== Lesetext ==

Das Finanzgericht hat aber in der dem angefochtenen Beschluß beigefügten Rechtsmittelbelehrung zutreffend festgestellt, daß in der AO ein Rechtsmittel gegen Beschlüsse der streitigen Art nicht vorgesehen ist. Der Bfin. und der Finanzbehörde kann nicht darin beigepflichtet werden, daß das Finanzgericht statt durch Beschluß durch Urteil hätte entscheiden müssen. Unter welchen Voraussetzungen der Beitritt oder die Zuziehung zu einem Rechtsmittelverfahren möglich ist, ist, wenn man von besonderen Vorschriften wie § 239 Abs. 3 und § 240 Abs. 2 AO absieht, in § 241 Abs. 1 AO geregelt. In welcher Form ein Beitritt abgelehnt oder eine Zuziehung ausgesprochen wird, ist in der AO nicht gesagt. Die Frage kann, was die Finanzbehörde bei ihrem Hinweis auf den das Berufungsverfahren betreffenden § 284 AO außer acht läßt, auch für das Einspruchsverfahren und das Rechtsbeschwerdeverfahren von Bedeutung sein. Der Hinweis auf § 284 AO versagt aber auch deswegen, weil es hier nicht um einen durch Zwischenentscheidung zu erledigenden "selbständigen Streitpunkt" geht. Wenn dort die Rede ist von "Vorentscheidungen über den Grund des Anspruchs, Teilentscheidungen über Einzelansprüche oder selbständige Teile eines Anspruchs und Zwischenentscheidungen über selbständige Streitpunkte", die nur mit "Zustimmung des Steuerpflichtigen zulässig sind", so ergibt sich aus dem Sinnzusammenhang, daß Punkte gemeint sind, die, wenn nicht die hier besonders zugelassene Möglichkeit der gesonderten Erledigung durch Vorentscheidung, Teilentscheidung oder Zwischenentscheidung bestünde, durch das das Rechtsmittelverfahren abschließende Urteil selbst entschieden werden müßten. Für Fragen der vorliegenden Art trifft das aber nicht zu. Hier geht es um eine Frage der Prozeßleitung. über solche Fragen wird nicht durch Urteil, sondern, wie es das Finanzgericht getan hat, durch Beschluß entschieden. Aus den Vorschriften der Zivilprozeßordnung (ZPO), besonders aus § 71 ZPO, auf den die Bfin. verweist, kann für die Streitfrage nichts hergeleitet werden. Eher wäre an § 65 Abs. 3 der Verwaltungsgerichtsordnung zu denken, der für Fälle der vorliegenden Art auch einen Beschluß vorsieht.

== Bereitgestelltes Material ==
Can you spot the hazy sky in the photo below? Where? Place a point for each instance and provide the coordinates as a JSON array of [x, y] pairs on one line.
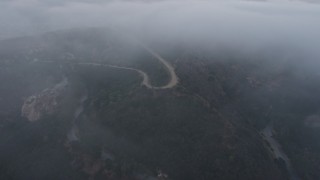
[[240, 23]]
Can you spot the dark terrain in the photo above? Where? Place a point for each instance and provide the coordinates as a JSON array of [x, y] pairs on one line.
[[206, 127]]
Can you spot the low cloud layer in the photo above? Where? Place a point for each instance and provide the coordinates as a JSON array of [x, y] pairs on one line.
[[239, 23]]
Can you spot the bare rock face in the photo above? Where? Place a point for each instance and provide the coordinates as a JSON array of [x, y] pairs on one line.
[[46, 102]]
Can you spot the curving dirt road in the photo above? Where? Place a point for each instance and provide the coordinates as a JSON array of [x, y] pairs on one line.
[[146, 80]]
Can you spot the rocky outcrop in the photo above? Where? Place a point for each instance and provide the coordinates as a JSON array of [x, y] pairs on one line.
[[46, 102]]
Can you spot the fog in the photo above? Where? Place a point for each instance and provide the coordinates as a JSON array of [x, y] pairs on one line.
[[293, 25]]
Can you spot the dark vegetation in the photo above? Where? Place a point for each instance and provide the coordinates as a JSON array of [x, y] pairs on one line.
[[205, 128]]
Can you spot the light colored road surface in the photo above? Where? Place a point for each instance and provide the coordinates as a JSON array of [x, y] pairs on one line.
[[277, 151], [146, 80], [173, 77], [174, 80]]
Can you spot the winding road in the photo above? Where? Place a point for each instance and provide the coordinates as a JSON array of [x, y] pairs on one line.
[[174, 80], [146, 80], [277, 151]]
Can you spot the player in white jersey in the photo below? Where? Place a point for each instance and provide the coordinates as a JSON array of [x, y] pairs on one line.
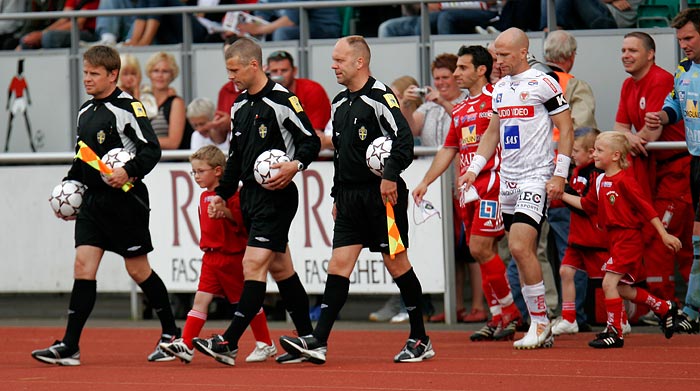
[[527, 104]]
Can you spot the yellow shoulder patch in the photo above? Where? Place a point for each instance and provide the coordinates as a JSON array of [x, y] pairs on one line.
[[391, 100], [296, 104], [138, 109]]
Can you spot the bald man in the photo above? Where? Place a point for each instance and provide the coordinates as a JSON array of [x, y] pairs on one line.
[[526, 103], [365, 110]]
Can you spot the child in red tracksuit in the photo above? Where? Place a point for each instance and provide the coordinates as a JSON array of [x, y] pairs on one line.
[[622, 211]]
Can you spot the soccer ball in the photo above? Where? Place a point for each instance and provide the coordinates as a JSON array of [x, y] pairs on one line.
[[262, 171], [67, 197], [115, 158], [379, 150]]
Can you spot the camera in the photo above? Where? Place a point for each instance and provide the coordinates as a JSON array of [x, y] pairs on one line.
[[422, 91]]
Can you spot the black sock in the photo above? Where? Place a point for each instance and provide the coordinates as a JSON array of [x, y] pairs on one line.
[[157, 295], [411, 293], [334, 297], [252, 298], [296, 302], [82, 301]]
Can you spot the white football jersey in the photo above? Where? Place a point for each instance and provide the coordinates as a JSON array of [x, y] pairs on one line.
[[524, 103]]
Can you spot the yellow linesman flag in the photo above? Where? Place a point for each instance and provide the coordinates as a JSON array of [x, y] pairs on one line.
[[86, 154], [395, 243]]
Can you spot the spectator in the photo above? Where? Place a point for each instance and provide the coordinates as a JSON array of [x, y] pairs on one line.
[[313, 98], [10, 28], [57, 34], [200, 112], [170, 123], [284, 22]]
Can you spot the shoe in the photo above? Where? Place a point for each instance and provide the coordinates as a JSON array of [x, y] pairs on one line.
[[262, 352], [626, 328], [649, 318], [669, 321], [486, 333], [390, 308], [608, 339], [476, 316], [538, 336], [289, 358], [563, 326], [415, 350], [217, 348], [307, 346], [179, 349], [401, 317], [160, 355], [58, 353], [686, 325]]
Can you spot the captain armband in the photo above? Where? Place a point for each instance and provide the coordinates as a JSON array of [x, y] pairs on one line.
[[478, 162], [562, 167]]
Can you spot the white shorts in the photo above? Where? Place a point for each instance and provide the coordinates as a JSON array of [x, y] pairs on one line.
[[527, 197]]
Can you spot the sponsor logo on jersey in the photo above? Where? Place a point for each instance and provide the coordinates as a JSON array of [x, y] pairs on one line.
[[296, 104], [511, 137], [139, 111], [516, 112], [691, 108], [488, 209], [362, 133], [391, 100]]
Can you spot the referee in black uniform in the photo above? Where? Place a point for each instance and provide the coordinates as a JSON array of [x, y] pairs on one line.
[[364, 111], [265, 116], [109, 218]]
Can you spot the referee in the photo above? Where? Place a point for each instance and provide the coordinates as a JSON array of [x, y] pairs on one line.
[[265, 116], [364, 111], [110, 219]]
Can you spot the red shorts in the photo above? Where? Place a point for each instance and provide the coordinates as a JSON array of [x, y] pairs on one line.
[[483, 217], [222, 275], [589, 261], [626, 250]]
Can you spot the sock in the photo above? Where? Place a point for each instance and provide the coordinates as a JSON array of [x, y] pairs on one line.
[[568, 311], [334, 297], [614, 310], [411, 292], [534, 299], [193, 326], [82, 301], [658, 306], [249, 305], [259, 327], [296, 302], [157, 296]]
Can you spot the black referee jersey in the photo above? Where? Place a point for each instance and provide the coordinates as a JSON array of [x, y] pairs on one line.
[[359, 118], [118, 121], [271, 119]]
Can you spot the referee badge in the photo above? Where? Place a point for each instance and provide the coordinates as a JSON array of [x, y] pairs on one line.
[[362, 132]]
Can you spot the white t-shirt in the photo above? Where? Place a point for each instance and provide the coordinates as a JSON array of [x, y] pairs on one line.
[[524, 104]]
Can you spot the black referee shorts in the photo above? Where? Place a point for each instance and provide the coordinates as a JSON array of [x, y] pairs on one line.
[[268, 215], [361, 217], [115, 221]]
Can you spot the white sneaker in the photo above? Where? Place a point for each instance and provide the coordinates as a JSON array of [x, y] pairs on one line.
[[261, 352], [401, 317], [538, 336], [563, 326]]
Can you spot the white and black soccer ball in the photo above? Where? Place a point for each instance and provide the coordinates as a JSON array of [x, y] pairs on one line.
[[67, 197], [377, 152], [262, 169], [116, 157]]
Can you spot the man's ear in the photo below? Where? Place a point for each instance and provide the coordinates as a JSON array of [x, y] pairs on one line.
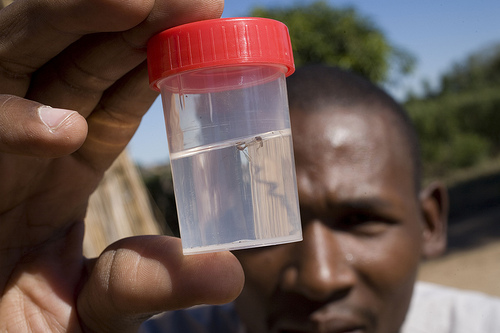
[[434, 205]]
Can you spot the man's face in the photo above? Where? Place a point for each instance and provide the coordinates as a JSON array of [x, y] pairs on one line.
[[362, 227]]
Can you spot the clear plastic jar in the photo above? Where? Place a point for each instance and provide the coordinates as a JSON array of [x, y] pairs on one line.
[[224, 96]]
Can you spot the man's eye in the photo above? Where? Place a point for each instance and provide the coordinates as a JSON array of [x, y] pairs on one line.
[[365, 224]]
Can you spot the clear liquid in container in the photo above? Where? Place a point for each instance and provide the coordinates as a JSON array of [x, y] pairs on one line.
[[237, 194]]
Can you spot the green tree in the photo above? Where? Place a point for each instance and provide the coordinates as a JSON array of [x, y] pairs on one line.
[[340, 37], [458, 123], [479, 70]]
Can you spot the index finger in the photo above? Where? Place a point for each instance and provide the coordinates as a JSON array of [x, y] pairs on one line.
[[33, 32]]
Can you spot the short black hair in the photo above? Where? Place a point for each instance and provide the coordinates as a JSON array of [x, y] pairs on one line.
[[313, 87]]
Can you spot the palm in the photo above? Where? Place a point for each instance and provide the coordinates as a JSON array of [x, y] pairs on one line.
[[58, 55]]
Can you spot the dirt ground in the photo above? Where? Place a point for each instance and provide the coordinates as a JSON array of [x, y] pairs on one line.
[[473, 257], [475, 269]]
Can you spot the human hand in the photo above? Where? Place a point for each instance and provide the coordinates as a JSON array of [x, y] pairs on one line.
[[85, 58]]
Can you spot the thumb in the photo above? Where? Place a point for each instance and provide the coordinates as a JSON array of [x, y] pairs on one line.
[[141, 276], [33, 129]]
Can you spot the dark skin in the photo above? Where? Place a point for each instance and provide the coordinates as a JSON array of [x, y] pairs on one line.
[[86, 58], [365, 231]]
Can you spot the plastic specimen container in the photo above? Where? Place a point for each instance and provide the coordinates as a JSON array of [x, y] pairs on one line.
[[223, 90]]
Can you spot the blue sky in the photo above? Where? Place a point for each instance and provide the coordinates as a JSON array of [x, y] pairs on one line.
[[437, 33]]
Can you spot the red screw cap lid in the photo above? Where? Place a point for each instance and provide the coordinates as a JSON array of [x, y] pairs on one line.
[[219, 43]]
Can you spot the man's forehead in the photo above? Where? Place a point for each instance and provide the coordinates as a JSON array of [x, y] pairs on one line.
[[350, 155]]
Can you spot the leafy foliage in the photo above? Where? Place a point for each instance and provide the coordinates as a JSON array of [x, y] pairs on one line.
[[458, 124], [340, 37]]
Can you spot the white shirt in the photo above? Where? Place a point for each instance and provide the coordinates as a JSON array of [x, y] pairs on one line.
[[439, 309]]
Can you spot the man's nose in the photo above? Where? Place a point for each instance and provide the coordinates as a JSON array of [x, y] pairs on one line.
[[321, 268]]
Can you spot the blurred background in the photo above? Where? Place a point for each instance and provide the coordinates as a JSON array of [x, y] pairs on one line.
[[440, 59]]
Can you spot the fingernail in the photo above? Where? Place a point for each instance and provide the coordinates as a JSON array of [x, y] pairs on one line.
[[53, 117]]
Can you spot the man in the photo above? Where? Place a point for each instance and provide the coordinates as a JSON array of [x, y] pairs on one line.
[[366, 223], [85, 59]]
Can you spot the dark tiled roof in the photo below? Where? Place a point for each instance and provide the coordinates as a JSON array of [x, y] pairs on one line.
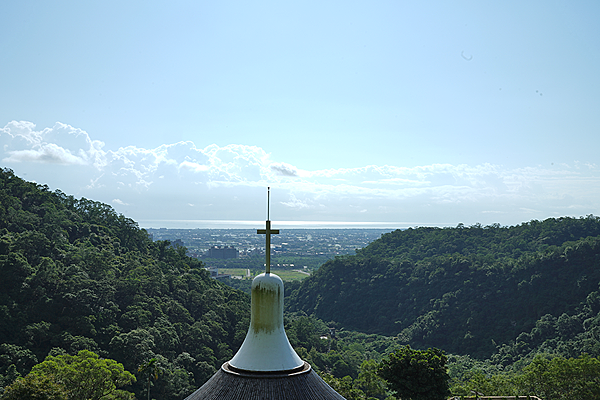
[[229, 384]]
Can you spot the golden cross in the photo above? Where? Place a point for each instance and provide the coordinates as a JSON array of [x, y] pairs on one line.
[[268, 232]]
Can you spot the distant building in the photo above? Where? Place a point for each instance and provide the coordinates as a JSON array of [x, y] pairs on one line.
[[177, 243], [214, 273], [222, 252]]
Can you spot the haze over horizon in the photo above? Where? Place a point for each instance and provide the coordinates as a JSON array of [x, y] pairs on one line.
[[391, 114]]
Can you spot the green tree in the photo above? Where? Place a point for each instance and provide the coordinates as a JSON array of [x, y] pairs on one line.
[[416, 374], [561, 378], [151, 369], [86, 376], [35, 387]]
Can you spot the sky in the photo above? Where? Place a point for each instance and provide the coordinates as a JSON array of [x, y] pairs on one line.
[[355, 114]]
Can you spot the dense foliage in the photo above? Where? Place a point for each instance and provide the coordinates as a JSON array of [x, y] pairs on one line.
[[78, 276], [80, 376], [416, 374], [466, 290]]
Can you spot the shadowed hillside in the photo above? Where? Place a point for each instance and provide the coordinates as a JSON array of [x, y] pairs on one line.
[[76, 275], [464, 289]]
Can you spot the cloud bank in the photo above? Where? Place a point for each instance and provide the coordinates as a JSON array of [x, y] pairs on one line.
[[181, 181]]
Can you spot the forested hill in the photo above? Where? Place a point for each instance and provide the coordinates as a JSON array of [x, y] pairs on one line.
[[466, 290], [76, 275]]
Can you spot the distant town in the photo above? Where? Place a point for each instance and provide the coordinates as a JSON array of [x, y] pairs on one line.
[[299, 247]]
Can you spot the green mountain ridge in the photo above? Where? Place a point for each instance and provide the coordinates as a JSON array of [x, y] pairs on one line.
[[466, 290], [76, 275]]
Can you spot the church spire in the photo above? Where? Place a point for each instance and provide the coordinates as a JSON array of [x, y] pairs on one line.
[[268, 232], [266, 347]]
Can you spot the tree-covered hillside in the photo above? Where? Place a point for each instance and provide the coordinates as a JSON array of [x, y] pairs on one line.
[[76, 275], [466, 290]]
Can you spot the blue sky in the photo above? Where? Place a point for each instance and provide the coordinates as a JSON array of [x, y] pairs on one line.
[[393, 113]]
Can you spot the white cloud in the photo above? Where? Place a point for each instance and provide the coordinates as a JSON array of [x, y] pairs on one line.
[[168, 180]]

== Aufgabe ==
Welche Vorschrift regelt laut dem Lesetext, unter welchen Voraussetzungen der Beitritt oder die Zuziehung zu einem Rechtsmittelverfahren möglich ist, wenn man von besonderen Vorschriften absieht? Das Material stammt aus einer anderen Quelle.

== Vollständige Antwort ==
§ 241 Abs. 1 AO.